— Instrução 1 —
Transcreva fielmente a parte da entrevista sobre pesquisas eleitorais que começa com as palavras "CM - O Serra" e termina com "um prejuízo enorme.".
— Instrução 2 —
Na entrevista sobre pesquisas eleitorais, quais informações o entrevistado considera básicas para serem divulgadas?
— Instrução 3 —
Dê continuidade à entrevista sobre pesquisas eleitorais a partir da última pergunta apresentada.

— Trecho do documento —
===============

CM - Pode haver manipulação pelos meios de comunicação na forma da divulgação dos resultados das pesquisas? No site do Ibope, por exemplo, está escrito que sua maior função é “fornecer conhecimento estratégico”. A Globo encomendou uma pesquisa para o Ibope na semana passada, mas o resultado, com o Haddad bem na frente, foi divulgado no SPTV, e não no Jornal Nacional. Se o Serra estivesse na frente, a Globo veicularia o resultado no JN?
FF - A veiculação tem uma importância crucial. Ao meu ver uma lei eleitoral deveria regular não só pesquisas, mas também sua veiculação. O que é básico para ser informado? O voto espontâneo, a rejeição e o grau de tendência das regiões mais populosas. O resto poder dar também, mas isso tem de ser divulgado. O jogo da informação pública é um jogo privado, pouco fiscalizado, pouco regrado. Já foi pior, mas ainda temos de caminhar muito.
Evidentemente, os liberais, os conservadores vão dizer: “é censura, é intervenção. Nem pesquisa mais eu posso fazer!”. Só que não é uma pesquisa sobre se você gosta mais de chocolate ou bolacha, é uma pesquisa que envolve os destinos públicos e coletivos. Tudo que envolve o destino de uma comunidade tem de ser regulado pelo Estado. O direito coletivo, em última instância, se sobrepõe ao direito individual, essa é a marca da democracia. E as pesquisas, tal como são feitas hoje, significam o contrário: o direito individual se sobrepõe ao coletivo.
CM - O Serra disse que poucas vezes as pesquisas foram tão erradas, mas que isso não é por conta de má fé, e sim por dificuldades metodológicas. A consequência disso, segundo ele, é o condicionamento das pessoas, o que traria um prejuízo enorme.
FF - Nós não sabemos o que é erro técnico, má fé ou interesse político. A fala do Serra tem de ser circunscrita, porque ele estava na frente, então é um momento de oportunidade, circunstância. Nessa época, os candidatos, em particular o Serra, que é um candidato que joga as últimas fichas de sua carreira política, quer tirar proveito da pesquisa. É uma fala conjuntural, oportunista. Mas, tirando a questão da conjuntura, é possível dizer que as pesquisas erram.
CM - Existe um choque, no uso das informações, entre os interesses dos institutos de pesquisa privados e os da sociedade?

===============

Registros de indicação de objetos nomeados
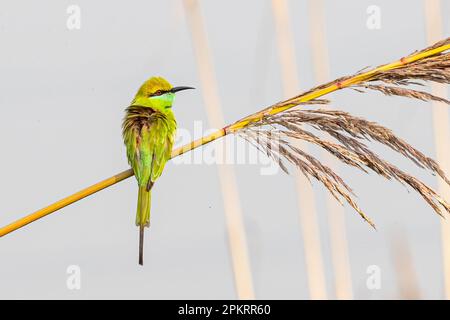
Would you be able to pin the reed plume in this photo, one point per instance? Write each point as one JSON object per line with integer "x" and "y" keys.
{"x": 273, "y": 130}
{"x": 273, "y": 133}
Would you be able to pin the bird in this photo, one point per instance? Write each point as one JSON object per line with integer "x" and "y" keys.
{"x": 148, "y": 129}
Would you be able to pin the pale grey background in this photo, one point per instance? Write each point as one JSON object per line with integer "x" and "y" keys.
{"x": 62, "y": 99}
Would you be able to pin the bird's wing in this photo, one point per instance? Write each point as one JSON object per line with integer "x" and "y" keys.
{"x": 148, "y": 148}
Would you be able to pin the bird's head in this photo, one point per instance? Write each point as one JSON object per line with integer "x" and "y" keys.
{"x": 157, "y": 93}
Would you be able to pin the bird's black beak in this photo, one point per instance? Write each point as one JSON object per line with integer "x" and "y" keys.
{"x": 176, "y": 89}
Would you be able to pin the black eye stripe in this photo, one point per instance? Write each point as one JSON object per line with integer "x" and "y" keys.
{"x": 158, "y": 93}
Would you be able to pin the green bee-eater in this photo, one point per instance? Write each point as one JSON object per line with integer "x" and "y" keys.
{"x": 148, "y": 130}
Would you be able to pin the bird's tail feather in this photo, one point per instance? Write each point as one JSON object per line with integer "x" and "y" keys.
{"x": 143, "y": 217}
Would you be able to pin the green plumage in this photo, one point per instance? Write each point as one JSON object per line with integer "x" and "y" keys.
{"x": 149, "y": 129}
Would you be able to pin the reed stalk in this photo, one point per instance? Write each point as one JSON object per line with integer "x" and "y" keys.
{"x": 432, "y": 59}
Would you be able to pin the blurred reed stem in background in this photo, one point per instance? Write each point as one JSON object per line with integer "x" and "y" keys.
{"x": 335, "y": 212}
{"x": 433, "y": 19}
{"x": 233, "y": 214}
{"x": 310, "y": 230}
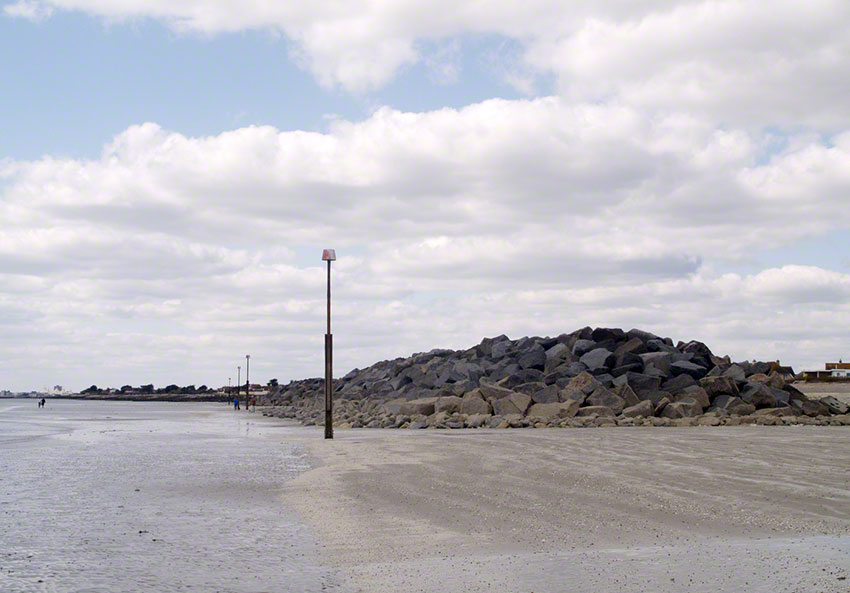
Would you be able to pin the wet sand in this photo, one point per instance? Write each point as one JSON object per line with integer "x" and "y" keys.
{"x": 111, "y": 497}
{"x": 751, "y": 508}
{"x": 840, "y": 391}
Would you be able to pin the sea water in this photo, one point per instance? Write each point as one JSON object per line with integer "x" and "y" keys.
{"x": 131, "y": 496}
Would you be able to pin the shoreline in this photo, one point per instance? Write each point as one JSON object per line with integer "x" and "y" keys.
{"x": 628, "y": 509}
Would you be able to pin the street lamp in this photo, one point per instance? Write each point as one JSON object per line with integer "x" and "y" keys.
{"x": 247, "y": 381}
{"x": 329, "y": 255}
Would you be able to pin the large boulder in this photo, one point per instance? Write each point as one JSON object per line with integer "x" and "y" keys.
{"x": 735, "y": 372}
{"x": 811, "y": 408}
{"x": 548, "y": 411}
{"x": 643, "y": 408}
{"x": 516, "y": 403}
{"x": 530, "y": 387}
{"x": 424, "y": 406}
{"x": 678, "y": 384}
{"x": 597, "y": 410}
{"x": 658, "y": 360}
{"x": 633, "y": 346}
{"x": 759, "y": 395}
{"x": 834, "y": 405}
{"x": 684, "y": 408}
{"x": 606, "y": 397}
{"x": 721, "y": 385}
{"x": 582, "y": 347}
{"x": 533, "y": 359}
{"x": 598, "y": 358}
{"x": 640, "y": 383}
{"x": 733, "y": 405}
{"x": 580, "y": 387}
{"x": 449, "y": 404}
{"x": 546, "y": 394}
{"x": 695, "y": 392}
{"x": 492, "y": 391}
{"x": 473, "y": 403}
{"x": 683, "y": 367}
{"x": 627, "y": 393}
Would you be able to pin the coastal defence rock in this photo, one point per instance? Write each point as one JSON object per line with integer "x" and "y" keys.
{"x": 590, "y": 377}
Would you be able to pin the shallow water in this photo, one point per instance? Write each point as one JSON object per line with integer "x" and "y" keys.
{"x": 127, "y": 496}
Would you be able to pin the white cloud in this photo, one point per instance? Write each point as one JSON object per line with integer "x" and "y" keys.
{"x": 737, "y": 62}
{"x": 30, "y": 10}
{"x": 534, "y": 216}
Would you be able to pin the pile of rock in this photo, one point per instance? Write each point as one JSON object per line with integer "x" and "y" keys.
{"x": 591, "y": 377}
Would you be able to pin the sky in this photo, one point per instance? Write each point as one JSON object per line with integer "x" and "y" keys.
{"x": 171, "y": 171}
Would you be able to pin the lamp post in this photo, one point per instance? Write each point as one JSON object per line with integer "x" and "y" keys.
{"x": 247, "y": 381}
{"x": 329, "y": 255}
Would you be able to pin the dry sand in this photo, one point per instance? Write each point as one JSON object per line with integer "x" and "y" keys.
{"x": 751, "y": 508}
{"x": 840, "y": 391}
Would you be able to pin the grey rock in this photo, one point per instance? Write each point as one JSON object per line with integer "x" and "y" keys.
{"x": 607, "y": 398}
{"x": 684, "y": 367}
{"x": 633, "y": 346}
{"x": 719, "y": 385}
{"x": 582, "y": 347}
{"x": 516, "y": 403}
{"x": 678, "y": 384}
{"x": 656, "y": 397}
{"x": 759, "y": 395}
{"x": 477, "y": 420}
{"x": 530, "y": 387}
{"x": 492, "y": 391}
{"x": 694, "y": 392}
{"x": 548, "y": 394}
{"x": 640, "y": 383}
{"x": 472, "y": 403}
{"x": 548, "y": 411}
{"x": 424, "y": 406}
{"x": 598, "y": 358}
{"x": 834, "y": 405}
{"x": 500, "y": 349}
{"x": 580, "y": 387}
{"x": 449, "y": 404}
{"x": 535, "y": 359}
{"x": 735, "y": 372}
{"x": 628, "y": 395}
{"x": 597, "y": 410}
{"x": 644, "y": 408}
{"x": 686, "y": 407}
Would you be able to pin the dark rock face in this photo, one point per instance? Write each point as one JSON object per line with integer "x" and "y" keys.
{"x": 598, "y": 358}
{"x": 590, "y": 376}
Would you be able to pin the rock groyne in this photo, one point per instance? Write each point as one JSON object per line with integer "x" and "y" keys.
{"x": 590, "y": 377}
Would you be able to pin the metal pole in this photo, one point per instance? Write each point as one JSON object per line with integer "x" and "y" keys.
{"x": 329, "y": 429}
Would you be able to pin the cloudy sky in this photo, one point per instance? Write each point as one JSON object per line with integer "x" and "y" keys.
{"x": 170, "y": 172}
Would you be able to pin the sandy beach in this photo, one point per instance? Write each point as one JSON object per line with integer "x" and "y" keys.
{"x": 696, "y": 509}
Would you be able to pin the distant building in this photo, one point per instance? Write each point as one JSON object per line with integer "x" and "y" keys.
{"x": 832, "y": 370}
{"x": 786, "y": 372}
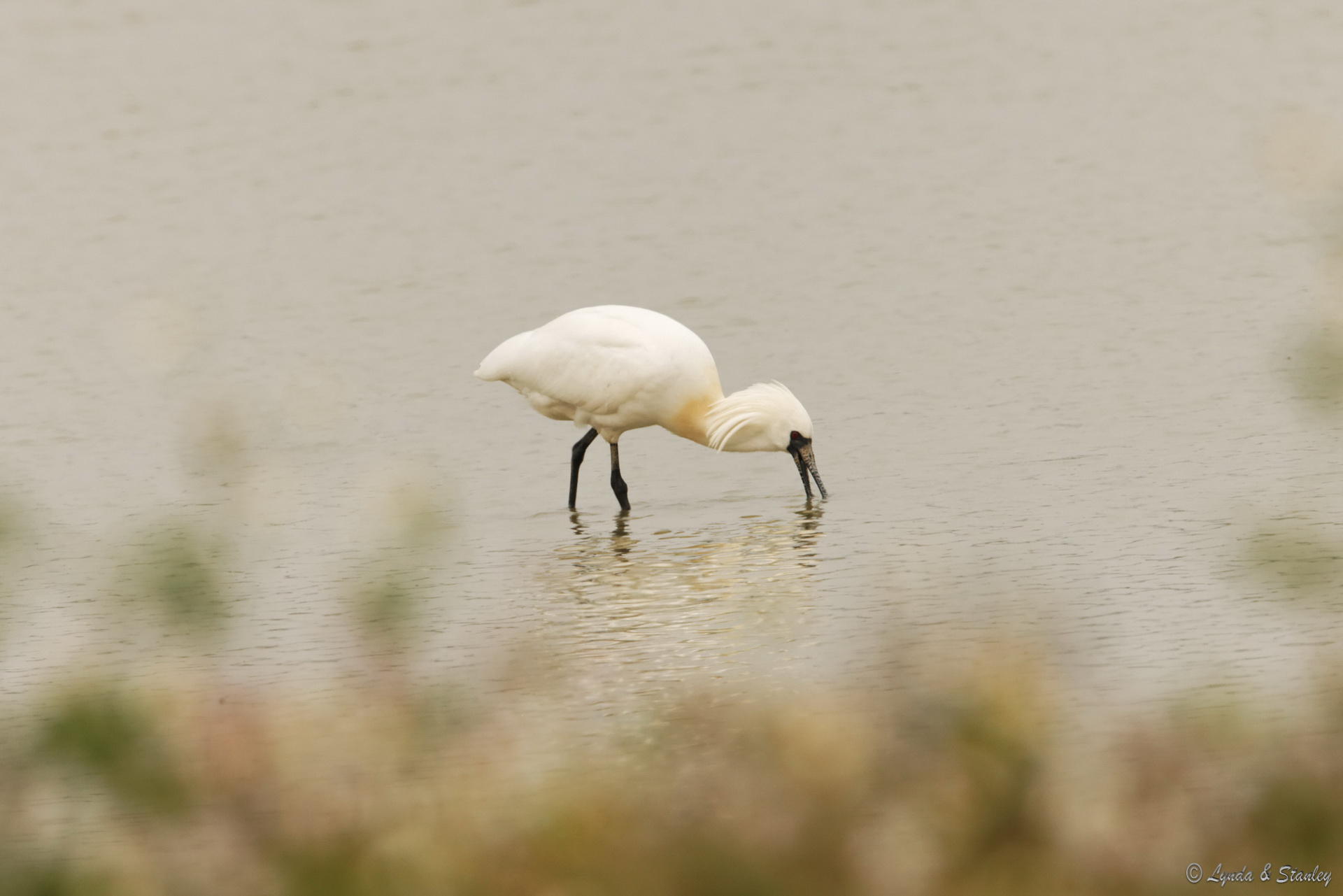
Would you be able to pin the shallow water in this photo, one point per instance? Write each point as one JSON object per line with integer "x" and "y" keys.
{"x": 1032, "y": 268}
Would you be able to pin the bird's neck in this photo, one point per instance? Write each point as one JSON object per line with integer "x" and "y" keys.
{"x": 689, "y": 420}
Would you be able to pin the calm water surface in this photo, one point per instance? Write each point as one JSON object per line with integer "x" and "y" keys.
{"x": 1026, "y": 265}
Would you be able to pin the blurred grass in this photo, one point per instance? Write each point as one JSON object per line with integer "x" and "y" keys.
{"x": 957, "y": 788}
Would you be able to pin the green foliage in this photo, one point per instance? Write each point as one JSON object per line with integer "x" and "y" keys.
{"x": 115, "y": 739}
{"x": 180, "y": 575}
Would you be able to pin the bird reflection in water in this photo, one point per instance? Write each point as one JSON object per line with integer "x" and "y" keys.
{"x": 636, "y": 608}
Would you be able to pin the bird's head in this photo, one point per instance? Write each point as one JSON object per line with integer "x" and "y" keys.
{"x": 765, "y": 417}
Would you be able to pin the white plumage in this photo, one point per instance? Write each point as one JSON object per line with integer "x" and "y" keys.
{"x": 616, "y": 369}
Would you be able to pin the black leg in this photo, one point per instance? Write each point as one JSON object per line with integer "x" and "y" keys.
{"x": 576, "y": 461}
{"x": 617, "y": 483}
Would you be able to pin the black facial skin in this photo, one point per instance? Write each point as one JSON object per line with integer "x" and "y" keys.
{"x": 801, "y": 450}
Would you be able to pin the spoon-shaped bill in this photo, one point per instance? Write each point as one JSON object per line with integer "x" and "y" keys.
{"x": 806, "y": 461}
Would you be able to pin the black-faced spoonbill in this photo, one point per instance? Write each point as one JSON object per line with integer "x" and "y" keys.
{"x": 617, "y": 369}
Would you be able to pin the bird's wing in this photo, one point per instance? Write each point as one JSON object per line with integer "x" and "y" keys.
{"x": 595, "y": 362}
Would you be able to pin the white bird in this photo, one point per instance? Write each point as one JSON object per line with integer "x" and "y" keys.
{"x": 617, "y": 369}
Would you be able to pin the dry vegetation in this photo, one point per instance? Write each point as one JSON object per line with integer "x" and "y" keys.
{"x": 199, "y": 788}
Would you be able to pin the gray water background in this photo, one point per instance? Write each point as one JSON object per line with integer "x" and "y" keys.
{"x": 1037, "y": 270}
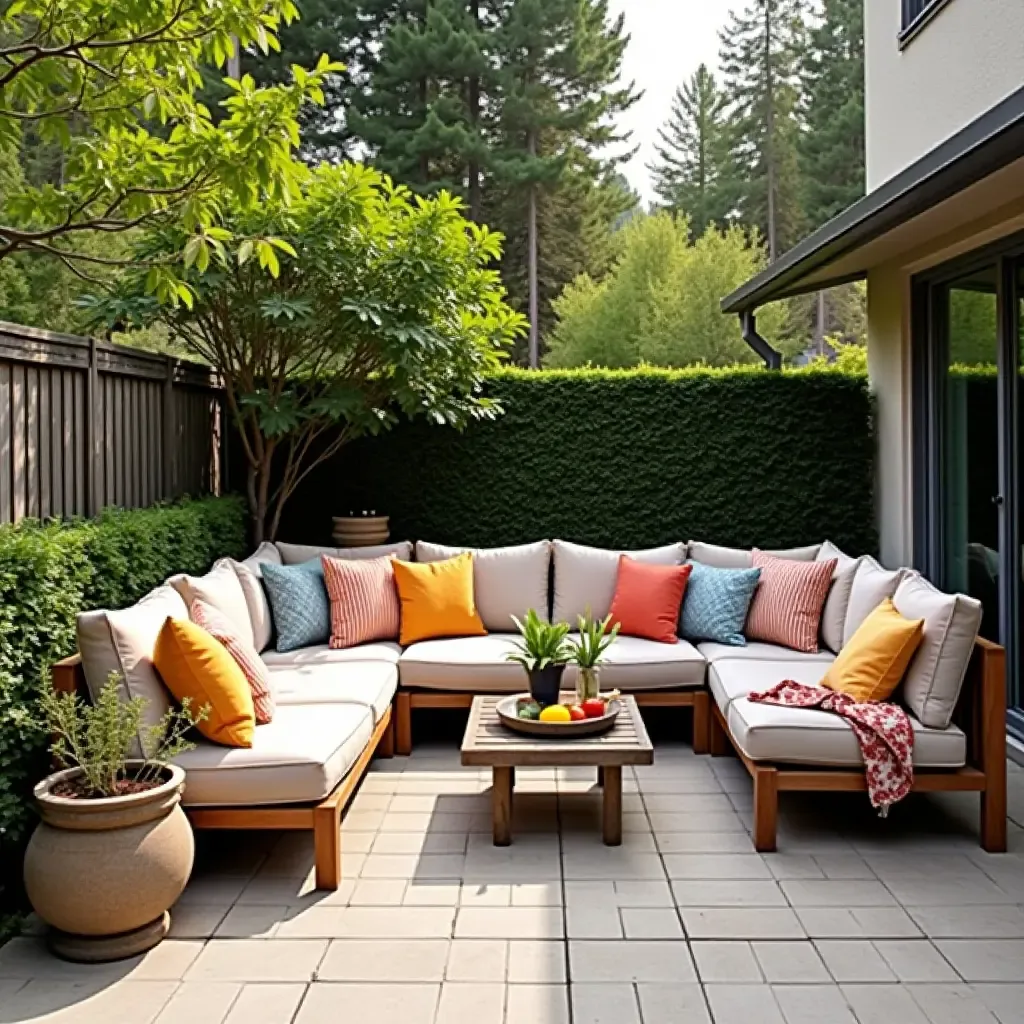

===============

— Resposta 1 —
CM - O Serra disse que poucas vezes as pesquisas foram tão erradas, mas que isso não é por conta de má fé, e sim por dificuldades metodológicas. A consequência disso, segundo ele, é o condicionamento das pessoas, o que traria um prejuízo enorme.

— Resposta 2 —
O voto espontâneo, a rejeição e o grau de tendência das regiões mais populosas.

— Resposta 3 —
FF - Todo mundo tem o direito de montar um instituto de pesquisas. Esse é o direito individual, mas e o direito coletivo? Se o instituto faz uma pesquisa na quinta ou na sexta [últimos dias antes da eleição], período em que o grau de confiabilidade é pequeno, então é uma irresponsabilidade o Estado permitir que o direito individual se sobreponha ao coletivo. Nós como comunidade não podemos estar sujeitos a uma informação potencialmente falsa, pois há um incrível transe de mudança de voto do sábado para o domingo e que a pesquisa não vai captar.
CM - Você acha que os institutos de pesquisa têm um viés ideológico?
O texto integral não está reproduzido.